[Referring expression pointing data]

▼▼▼

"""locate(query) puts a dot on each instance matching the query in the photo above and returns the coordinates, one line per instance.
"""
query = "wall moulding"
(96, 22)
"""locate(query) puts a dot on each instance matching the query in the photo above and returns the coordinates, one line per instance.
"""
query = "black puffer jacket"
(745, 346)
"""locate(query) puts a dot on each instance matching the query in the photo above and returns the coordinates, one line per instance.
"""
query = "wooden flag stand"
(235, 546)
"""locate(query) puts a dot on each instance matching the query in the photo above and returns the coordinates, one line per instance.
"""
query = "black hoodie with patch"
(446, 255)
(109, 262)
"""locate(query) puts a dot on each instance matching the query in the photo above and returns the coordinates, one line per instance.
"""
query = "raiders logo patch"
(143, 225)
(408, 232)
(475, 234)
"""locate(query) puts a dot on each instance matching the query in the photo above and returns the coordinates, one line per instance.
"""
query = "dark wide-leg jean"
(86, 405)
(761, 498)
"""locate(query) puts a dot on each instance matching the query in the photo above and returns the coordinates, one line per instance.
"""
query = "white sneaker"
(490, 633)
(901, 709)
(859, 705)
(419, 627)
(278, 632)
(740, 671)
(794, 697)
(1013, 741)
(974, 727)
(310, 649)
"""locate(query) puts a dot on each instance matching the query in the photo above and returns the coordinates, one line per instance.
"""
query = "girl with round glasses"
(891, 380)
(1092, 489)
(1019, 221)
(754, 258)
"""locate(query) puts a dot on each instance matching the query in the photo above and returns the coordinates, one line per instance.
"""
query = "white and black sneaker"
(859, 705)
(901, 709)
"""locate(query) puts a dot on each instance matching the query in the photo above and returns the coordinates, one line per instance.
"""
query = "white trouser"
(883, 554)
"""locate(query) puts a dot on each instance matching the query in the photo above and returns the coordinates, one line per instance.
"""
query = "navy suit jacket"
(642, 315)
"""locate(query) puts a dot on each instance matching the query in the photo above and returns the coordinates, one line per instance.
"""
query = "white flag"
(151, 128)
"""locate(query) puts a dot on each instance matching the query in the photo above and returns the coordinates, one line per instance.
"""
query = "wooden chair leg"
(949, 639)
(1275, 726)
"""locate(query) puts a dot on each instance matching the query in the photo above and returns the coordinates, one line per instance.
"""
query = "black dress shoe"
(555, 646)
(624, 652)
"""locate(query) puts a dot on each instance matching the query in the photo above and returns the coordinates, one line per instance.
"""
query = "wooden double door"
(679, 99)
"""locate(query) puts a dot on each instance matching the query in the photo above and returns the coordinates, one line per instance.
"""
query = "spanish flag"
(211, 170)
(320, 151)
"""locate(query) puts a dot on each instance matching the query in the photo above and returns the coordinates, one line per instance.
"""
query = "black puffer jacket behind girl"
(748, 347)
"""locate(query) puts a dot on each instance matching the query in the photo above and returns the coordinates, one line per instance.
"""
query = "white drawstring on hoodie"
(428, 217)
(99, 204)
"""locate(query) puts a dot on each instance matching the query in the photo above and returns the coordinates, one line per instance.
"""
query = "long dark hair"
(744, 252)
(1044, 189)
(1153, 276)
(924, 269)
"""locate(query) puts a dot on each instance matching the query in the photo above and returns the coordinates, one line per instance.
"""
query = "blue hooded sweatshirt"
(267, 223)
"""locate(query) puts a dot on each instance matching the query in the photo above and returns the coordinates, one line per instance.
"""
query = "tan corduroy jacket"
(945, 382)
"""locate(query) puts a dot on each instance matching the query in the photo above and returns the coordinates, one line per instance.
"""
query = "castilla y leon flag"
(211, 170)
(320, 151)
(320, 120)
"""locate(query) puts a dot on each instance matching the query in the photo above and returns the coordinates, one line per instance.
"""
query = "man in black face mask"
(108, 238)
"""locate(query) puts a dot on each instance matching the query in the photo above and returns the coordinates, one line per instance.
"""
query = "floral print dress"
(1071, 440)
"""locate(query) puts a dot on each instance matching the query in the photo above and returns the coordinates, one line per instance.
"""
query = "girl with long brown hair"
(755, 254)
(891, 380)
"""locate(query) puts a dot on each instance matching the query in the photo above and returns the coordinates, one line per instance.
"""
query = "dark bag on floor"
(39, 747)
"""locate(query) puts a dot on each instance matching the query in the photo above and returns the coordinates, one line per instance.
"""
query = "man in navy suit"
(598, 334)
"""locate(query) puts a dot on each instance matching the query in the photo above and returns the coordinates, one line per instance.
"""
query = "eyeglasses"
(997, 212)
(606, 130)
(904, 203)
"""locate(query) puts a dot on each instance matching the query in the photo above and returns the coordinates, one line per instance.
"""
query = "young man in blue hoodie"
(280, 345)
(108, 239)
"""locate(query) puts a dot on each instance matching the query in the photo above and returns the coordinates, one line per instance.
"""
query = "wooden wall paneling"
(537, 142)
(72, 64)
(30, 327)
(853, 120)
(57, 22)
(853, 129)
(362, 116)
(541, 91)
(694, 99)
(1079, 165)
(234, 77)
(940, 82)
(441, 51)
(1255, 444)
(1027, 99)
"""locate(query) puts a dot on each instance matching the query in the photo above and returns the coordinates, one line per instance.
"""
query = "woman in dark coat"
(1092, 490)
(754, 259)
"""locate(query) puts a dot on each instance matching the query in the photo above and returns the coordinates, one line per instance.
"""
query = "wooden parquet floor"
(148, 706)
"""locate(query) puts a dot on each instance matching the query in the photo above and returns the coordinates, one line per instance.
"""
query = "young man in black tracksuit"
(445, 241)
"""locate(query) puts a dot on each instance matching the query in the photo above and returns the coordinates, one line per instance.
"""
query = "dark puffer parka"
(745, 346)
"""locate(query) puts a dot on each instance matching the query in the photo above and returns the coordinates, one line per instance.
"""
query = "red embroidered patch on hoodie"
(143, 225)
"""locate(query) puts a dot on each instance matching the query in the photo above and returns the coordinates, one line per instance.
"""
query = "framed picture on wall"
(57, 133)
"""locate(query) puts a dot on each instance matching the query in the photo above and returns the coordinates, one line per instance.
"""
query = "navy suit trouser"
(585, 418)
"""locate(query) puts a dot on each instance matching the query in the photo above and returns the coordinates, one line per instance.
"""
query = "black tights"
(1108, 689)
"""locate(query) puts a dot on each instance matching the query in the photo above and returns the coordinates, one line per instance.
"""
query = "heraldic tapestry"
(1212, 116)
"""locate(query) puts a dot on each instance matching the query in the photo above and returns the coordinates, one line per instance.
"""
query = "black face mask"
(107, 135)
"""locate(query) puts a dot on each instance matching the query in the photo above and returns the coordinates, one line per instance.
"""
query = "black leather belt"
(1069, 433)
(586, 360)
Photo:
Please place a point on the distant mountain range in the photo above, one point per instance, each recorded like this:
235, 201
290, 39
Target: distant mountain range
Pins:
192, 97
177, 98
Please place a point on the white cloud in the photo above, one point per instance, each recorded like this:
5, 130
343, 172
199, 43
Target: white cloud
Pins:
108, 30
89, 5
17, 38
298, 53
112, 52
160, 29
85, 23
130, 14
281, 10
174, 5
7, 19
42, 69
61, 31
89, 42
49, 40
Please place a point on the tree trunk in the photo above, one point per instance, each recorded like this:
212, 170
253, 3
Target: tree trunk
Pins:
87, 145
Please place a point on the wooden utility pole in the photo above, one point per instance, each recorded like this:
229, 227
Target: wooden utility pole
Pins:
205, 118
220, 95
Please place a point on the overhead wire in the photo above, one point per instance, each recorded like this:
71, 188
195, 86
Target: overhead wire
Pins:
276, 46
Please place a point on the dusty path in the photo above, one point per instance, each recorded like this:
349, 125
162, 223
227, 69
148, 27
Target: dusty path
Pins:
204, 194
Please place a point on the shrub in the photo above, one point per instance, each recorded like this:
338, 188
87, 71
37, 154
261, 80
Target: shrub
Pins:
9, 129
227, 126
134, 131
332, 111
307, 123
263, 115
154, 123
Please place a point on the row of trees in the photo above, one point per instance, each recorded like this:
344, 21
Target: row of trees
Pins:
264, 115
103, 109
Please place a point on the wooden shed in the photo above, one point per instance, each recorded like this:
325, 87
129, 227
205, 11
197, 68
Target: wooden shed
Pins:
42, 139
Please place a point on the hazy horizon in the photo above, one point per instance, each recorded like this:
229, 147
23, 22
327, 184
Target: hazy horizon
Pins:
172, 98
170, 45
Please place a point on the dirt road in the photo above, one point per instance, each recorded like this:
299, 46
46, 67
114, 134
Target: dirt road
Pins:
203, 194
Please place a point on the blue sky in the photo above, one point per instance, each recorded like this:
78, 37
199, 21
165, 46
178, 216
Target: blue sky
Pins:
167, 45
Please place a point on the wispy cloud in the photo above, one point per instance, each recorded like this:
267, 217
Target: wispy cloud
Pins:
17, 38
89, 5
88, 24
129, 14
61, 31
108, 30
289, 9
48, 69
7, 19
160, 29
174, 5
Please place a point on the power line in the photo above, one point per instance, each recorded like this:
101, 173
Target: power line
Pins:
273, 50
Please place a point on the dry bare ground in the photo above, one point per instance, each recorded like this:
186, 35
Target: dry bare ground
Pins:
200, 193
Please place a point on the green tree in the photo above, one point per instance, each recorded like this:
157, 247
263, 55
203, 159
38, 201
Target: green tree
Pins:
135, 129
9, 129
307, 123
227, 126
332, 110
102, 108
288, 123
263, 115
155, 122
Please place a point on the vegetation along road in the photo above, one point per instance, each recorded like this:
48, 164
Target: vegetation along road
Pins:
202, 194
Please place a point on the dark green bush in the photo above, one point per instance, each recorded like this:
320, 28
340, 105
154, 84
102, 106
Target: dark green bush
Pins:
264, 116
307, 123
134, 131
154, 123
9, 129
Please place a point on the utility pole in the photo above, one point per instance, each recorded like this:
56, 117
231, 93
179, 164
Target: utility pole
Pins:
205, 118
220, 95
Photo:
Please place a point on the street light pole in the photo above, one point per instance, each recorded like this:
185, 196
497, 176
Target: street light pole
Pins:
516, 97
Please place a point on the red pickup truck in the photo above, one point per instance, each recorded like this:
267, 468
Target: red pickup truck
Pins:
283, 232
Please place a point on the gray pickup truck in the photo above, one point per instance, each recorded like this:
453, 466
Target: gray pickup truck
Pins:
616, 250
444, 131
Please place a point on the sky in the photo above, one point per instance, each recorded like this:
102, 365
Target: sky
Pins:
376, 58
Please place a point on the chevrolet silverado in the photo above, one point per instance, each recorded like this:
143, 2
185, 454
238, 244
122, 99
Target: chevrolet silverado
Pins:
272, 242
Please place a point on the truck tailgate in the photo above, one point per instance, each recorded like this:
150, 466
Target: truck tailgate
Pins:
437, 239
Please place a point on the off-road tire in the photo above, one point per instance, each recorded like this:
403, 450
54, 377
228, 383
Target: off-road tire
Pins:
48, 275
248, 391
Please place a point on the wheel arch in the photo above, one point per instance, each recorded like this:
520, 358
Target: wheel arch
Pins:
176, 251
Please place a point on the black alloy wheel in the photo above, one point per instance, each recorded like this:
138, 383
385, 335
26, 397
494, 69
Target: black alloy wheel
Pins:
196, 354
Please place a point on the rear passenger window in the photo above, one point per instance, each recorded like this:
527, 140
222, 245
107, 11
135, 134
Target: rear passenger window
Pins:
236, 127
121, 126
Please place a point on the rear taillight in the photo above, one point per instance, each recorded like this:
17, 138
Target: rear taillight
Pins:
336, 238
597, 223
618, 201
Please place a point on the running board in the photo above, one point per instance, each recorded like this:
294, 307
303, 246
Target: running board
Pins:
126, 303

▲▲▲

Task goal
Taking the line containing "Target: chevrolet silverado" as the first, please return it and every line after it through the end of the entries, exactly and only those.

Solution below
Target: chevrolet silverado
Pins:
272, 242
Please place a point on the truck tailgate in the photo above, one point per instance, each recorded like this:
150, 466
Target: truck tailgate
Pins:
437, 239
Please place a point on the off-road tire in the photo above, one point per instance, each recorded like this:
403, 450
54, 377
228, 383
Target: off-road tire
Pins:
48, 275
248, 391
Please place a point on the wheel arch in the photo above, one point per instance, each recorded like this:
520, 358
Target: wheel arch
Pins:
176, 251
Please place a point on the black alloy wheel in the photo above, one point per instance, each recorded like this:
138, 383
385, 335
26, 397
494, 69
Target: black alloy wheel
Pins:
196, 354
Please place a point on the rear passenger window in the photo above, one point per instance, each recorded like this:
527, 140
222, 245
107, 11
135, 134
Target: rear passenger window
Pins:
236, 127
121, 126
Please place a point on the rear taillight in the photo above, one point per instance, each recorded like this:
17, 138
Target: rear taillight
Pins:
336, 238
597, 223
618, 201
Please place a point on the running board in the photo above, one point per instance, each recorded like this:
294, 307
303, 246
Target: running board
Pins:
126, 303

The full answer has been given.